__Yazılı alıştırma__
Aşağıdaki Ekvador gezi yazısını, son cümlesinin ardından gelecek bölümü yazarak sürdürün.

__Belge alıntısı__
──────────────────────────────
Otavalo karanlık olmasına rağmen seçebildiğimiz kadarıyla küçük ve şirin bir kasaba.. Birkaç sokak yürüdükten sonra merkeze geliverdik ve ilk olarak son derece güzel ahşap bir evin restore edilmesiyle yapılmış hotel rs’e yerleştik. Hemen Senyor Daniel’i arayıp otelin telefonunu verdik ve artık bir şeyler atıştırmaktan başka yapılacak önemli bir iş kalmamıştı; artık durabilir, biraz dinlenebilirdik.. Sabah erkenden kalkacağız zira kahvaltının ardından yorucu bir Otovalo Pazarı turu bizi bekliyor.


8 Temmuz 2013 Pazartesi

Ekvador Banos & Ambato'da Doğum Günü Sürprizi



28 Şubat 2013 Perşembe.. Ambato’ya 1 saat mesafede yemyeşil küçük ve güzel bir turistik kasaba Banos.. Ama tam tepesinde aktif, hatta daha iyi bir tanımlama yaparsak Ekvador’un en tehlikeli aktif yanardağı Tungurahua yükseliyor .. Böyle bir şehirde yaşamak nasıl bir şeydir acaba? Tepesinde devasa bir lav kazanı kaynıyorken ve bu kazan çeşitli kereler ters dönüp aşağıya boşalmışken, hatta daha geçen Ağustos’ta yeni bir patlama olmuş, 100’ün üzerinde ev  ve yüzlerce insan yokolmuşken ve aylar süren kül yağmuru henüz yeni bitmişken insan nasıl burada yaşamaya devam eder????
──────────────────────────────
__Veriler__
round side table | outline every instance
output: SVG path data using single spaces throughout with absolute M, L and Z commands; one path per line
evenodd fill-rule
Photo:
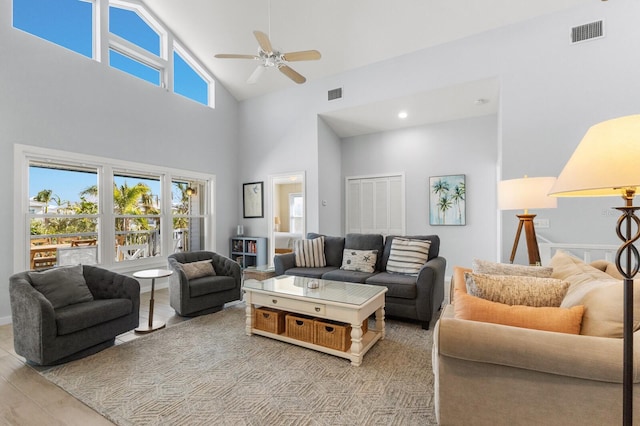
M 168 269 L 147 269 L 144 271 L 134 272 L 134 278 L 150 279 L 151 280 L 151 300 L 149 300 L 149 323 L 147 325 L 141 325 L 135 329 L 136 333 L 150 333 L 152 331 L 164 328 L 165 323 L 162 321 L 153 320 L 153 293 L 156 287 L 156 278 L 164 278 L 173 274 L 173 271 Z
──────────────────────────────
__Nihai sonuç__
Mesela nasıl çocuk yapar, çocuğunu okula nasıl gönderir, belediye nasıl yol, kanal, inşaat yapar, müteahhit nasıl dükkan, ev yapar ve insanlar nasıl konut alır, satar, geceleri nasıl yatar, nasıl uyur???????????????

Gittiğimizde tamamen yağmur bulutlarıyla kaplı olduğu için Tungurahua’yı göremedik ama turizm enformasyon bürosundaki fotoğrafların fotoğraflarını çektik.. Banos’un konumunu gösteren ve bakar bakmaz insanı dehşet içinde bırakan fotoğraflarını.. Hayret verecek şekilde insanlar patlama anında lavların aşağı boşaldığı ve önüne çıkan ne varsa yuttuğu vadilerin kenarlarına muhteşem villalar, hatta malikaneler yapmışlar.. Lüx oteller, termal havuzlar, kiliseler, restaurantlar, okullar, hastaneler.. Nasıl bir cesaret!!! Daha geçen hafta iki büyükçe deprem olmuş ve yanardağın içindeki sessörlerden gelen raporlar doğrultusunda zemindeki bu oynamaların Tungurahua’yı tekrar harekete geçirebileceği varsayılırken bir yandan inşaatlar, bir yandan yeni yatırımlar yapılıyor. Bizim bilmediğimiz ve dolayısıyla da anlayamayacağımız bir duygu olsa gerek bu..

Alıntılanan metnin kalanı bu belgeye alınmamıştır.